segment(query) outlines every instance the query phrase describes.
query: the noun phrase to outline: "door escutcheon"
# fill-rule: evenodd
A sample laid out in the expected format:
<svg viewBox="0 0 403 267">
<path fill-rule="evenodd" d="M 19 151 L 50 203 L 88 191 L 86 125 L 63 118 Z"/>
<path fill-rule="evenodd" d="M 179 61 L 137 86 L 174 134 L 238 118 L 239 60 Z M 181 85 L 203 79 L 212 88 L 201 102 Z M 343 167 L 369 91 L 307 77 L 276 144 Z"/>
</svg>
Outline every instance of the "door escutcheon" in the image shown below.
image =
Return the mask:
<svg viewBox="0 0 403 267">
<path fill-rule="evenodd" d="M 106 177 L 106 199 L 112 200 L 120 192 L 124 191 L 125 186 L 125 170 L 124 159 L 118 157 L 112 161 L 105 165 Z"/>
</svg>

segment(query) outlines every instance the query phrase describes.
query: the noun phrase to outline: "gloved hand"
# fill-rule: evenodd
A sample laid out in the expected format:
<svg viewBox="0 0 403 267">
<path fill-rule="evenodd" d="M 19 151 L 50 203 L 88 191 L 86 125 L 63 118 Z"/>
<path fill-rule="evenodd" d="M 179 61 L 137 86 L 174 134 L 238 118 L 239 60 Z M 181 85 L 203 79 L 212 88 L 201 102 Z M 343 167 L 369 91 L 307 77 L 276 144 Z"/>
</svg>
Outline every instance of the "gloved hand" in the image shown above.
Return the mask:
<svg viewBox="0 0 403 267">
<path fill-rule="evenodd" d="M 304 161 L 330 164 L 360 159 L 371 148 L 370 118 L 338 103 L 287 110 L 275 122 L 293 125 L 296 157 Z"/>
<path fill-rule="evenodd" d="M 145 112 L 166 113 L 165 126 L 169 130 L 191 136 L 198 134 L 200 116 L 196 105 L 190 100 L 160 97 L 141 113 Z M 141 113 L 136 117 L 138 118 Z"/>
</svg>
______________________________
[Task]
Reproduce all of the records above verbatim, line for line, from the first line to the last.

[Answer below]
segment(query) outlines every instance the query phrase describes.
query: the noun phrase to outline: "door escutcheon"
# fill-rule: evenodd
A sample laid out in the expected format:
<svg viewBox="0 0 403 267">
<path fill-rule="evenodd" d="M 19 151 L 50 203 L 88 191 L 86 125 L 63 118 Z"/>
<path fill-rule="evenodd" d="M 179 61 L 137 86 L 174 134 L 238 118 L 239 60 Z M 181 85 L 203 79 L 212 88 L 201 102 Z M 343 167 L 369 91 L 307 77 L 276 144 Z"/>
</svg>
Outline every instance of the "door escutcheon" in the image shown below.
image =
Return the mask:
<svg viewBox="0 0 403 267">
<path fill-rule="evenodd" d="M 106 177 L 106 199 L 112 200 L 120 192 L 124 191 L 125 186 L 125 170 L 124 159 L 118 157 L 112 161 L 105 165 Z"/>
</svg>

segment(query) outlines every instance the query phrase describes.
query: the noun phrase to outline: "gloved hand"
# fill-rule: evenodd
A sample laid out in the expected format:
<svg viewBox="0 0 403 267">
<path fill-rule="evenodd" d="M 19 151 L 50 203 L 88 191 L 86 125 L 63 118 Z"/>
<path fill-rule="evenodd" d="M 179 61 L 137 86 L 174 134 L 238 118 L 239 60 Z M 181 85 L 203 79 L 212 88 L 201 102 Z M 343 167 L 369 91 L 307 77 L 276 144 Z"/>
</svg>
Outline every instance of the "gloved hand" in the image shown above.
Return the mask:
<svg viewBox="0 0 403 267">
<path fill-rule="evenodd" d="M 304 161 L 330 164 L 360 159 L 371 148 L 370 118 L 338 103 L 287 110 L 275 122 L 293 125 L 296 157 Z"/>
<path fill-rule="evenodd" d="M 145 112 L 166 113 L 165 126 L 169 130 L 191 136 L 198 134 L 200 116 L 196 105 L 190 100 L 160 97 L 141 113 Z M 141 113 L 136 117 L 138 118 Z"/>
</svg>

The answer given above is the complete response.